— Objective —
Reproduce the listing that follows with no differences at all.

— Supplied material —
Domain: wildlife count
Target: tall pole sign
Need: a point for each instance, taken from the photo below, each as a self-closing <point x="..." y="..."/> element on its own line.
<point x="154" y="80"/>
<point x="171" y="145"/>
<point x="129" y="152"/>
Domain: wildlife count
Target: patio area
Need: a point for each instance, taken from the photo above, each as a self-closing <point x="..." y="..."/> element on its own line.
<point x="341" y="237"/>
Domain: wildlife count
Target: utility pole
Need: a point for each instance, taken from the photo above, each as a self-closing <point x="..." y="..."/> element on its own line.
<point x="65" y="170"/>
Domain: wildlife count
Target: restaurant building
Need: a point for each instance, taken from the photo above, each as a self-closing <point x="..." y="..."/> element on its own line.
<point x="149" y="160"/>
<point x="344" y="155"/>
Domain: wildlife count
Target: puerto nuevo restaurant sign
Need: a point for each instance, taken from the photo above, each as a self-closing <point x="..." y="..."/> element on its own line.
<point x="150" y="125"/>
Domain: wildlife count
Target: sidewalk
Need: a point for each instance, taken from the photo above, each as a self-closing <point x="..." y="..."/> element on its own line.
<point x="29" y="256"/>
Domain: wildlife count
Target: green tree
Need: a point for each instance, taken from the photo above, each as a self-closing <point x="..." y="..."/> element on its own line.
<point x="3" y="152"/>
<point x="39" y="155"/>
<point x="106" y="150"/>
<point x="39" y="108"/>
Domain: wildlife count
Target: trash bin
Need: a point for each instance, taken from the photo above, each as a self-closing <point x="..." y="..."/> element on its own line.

— Result for this exercise —
Domain: wildlife count
Target: tall pole sign
Need: a point for each instance, taken from the photo below, each as a self-closing <point x="..." y="..."/> element on its own line.
<point x="154" y="80"/>
<point x="171" y="145"/>
<point x="129" y="152"/>
Domain: wildlife count
Target: patio area
Need: a point for each instance, taken from the photo above, each as a self-closing <point x="..." y="..."/> element on its own line.
<point x="341" y="237"/>
Domain: wildlife count
Target: utility pole
Need: a point for each instance, taken from the photo above, each as a self-closing <point x="..." y="..."/> element on its own line.
<point x="65" y="170"/>
Domain: wildlife count
Target: restaurant building
Need: a point for each instance, taken from the photo above, each as a self-closing <point x="..." y="..."/> element on its own line.
<point x="149" y="160"/>
<point x="344" y="155"/>
Domain: wildlife count
Target: puerto nuevo restaurant sign
Need: a point for each instance, taken from the photo above, each as a self-closing <point x="..." y="..."/> element on its own line.
<point x="150" y="125"/>
Domain: wildlife count
Target: sidewalk
Need: a point for each instance, taken from the photo above, each as a self-closing <point x="..." y="..."/> element on its own line.
<point x="29" y="256"/>
Domain: wildlife count
Target: green tree
Need: a point for each instance, taken from the photo above, each as a self-closing <point x="..." y="..."/> element on its own line.
<point x="3" y="152"/>
<point x="39" y="155"/>
<point x="106" y="150"/>
<point x="39" y="108"/>
Domain: wildlife count
Target: trash bin
Need: a point for each instance, taken from the photo above, each as a self-closing <point x="..." y="..."/> element on its own line.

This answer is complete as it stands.